%%

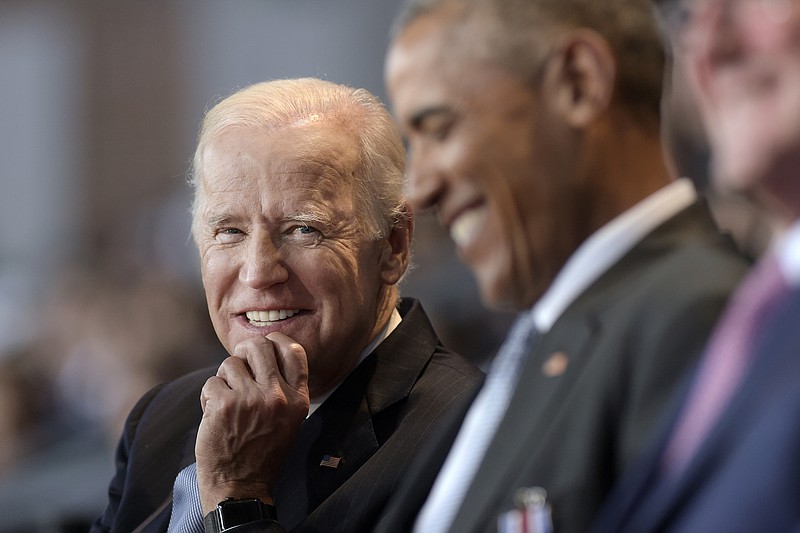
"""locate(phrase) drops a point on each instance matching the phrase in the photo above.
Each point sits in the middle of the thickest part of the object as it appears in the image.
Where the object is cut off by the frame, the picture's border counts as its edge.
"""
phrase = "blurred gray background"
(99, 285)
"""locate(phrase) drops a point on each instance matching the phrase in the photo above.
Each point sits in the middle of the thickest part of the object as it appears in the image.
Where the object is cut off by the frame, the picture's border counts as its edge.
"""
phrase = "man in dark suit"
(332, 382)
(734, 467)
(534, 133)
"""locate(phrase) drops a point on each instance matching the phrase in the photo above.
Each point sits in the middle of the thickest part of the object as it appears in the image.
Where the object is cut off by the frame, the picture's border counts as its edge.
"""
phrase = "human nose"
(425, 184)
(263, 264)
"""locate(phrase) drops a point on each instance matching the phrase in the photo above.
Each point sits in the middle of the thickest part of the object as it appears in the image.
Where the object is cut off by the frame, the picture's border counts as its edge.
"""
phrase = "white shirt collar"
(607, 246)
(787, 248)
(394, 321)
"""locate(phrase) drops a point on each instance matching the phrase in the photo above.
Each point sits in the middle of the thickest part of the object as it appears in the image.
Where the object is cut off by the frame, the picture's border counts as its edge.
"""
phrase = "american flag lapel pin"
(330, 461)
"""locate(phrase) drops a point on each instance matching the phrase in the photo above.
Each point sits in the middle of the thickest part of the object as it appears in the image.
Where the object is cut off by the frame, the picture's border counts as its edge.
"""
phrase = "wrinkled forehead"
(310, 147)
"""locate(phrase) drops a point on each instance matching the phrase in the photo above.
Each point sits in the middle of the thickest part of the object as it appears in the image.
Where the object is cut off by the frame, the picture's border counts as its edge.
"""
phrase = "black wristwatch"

%%

→ **Task description**
Copy out the data above exactly, except the pictures.

→ **Response to the exercise**
"""locate(phrase) drops a point on each instance matching the phrase in the photo above.
Each point sits in the middle of the thickest part of the object as it appears in the image.
Where the object is cut off by the frame, the picture's border counts as its edge.
"""
phrase = "blurred gray background"
(99, 285)
"""locate(phrase) drops a point on each instance matching the phrase in the photo above.
Each point sits in the middle of the thickest part of the object as it appears in the image.
Where the object is cut off by the frame, the picture's border counts as its edge.
"""
phrase = "man in dark suit"
(332, 382)
(734, 467)
(534, 133)
"""locate(phrase) drops a point on each instance matching the phrase in the photo above.
Each point sits in the middle of the thickest part of the object as it appears in the image.
Where the object is cut off by the frame, the picture's border counts as its edge.
"""
phrase = "human nose"
(425, 184)
(263, 264)
"""locate(phrase) drops a point on each instance matching the phrase in the photo above.
Each point sits in the middle of the thickest part of the object as it appears in the image.
Where the object is cut off by the frame, the picture's border counts as its edge.
"""
phrase = "white shirt collar"
(607, 246)
(787, 248)
(394, 321)
"""locate(phrase) drops a point on each instance matching the phrase in the photo above.
Each point sits in the middle of the thickest part of the object as it appears in the image.
Where the object is cut off by the frame, the picture's border counts as its edge.
"""
phrase = "american flag lapel pin"
(330, 461)
"""locate(phrase) drops a point on each instance matching the phrase in the photo above.
Each point sits in the middle of the thickest part of the object as it appears in the image.
Where the object is cut off by the frame, the picture's border counts as its edge.
"""
phrase = "wrinkled forehead"
(310, 147)
"""locate(phrase) drops a point on each instance matching the phrase in the photo above.
Each point sits in the middle of the thickest part of the object as it appears in the image.
Where the object is cut off by the frame, the picture's border counts as its edge.
"""
phrase = "black wristwatch"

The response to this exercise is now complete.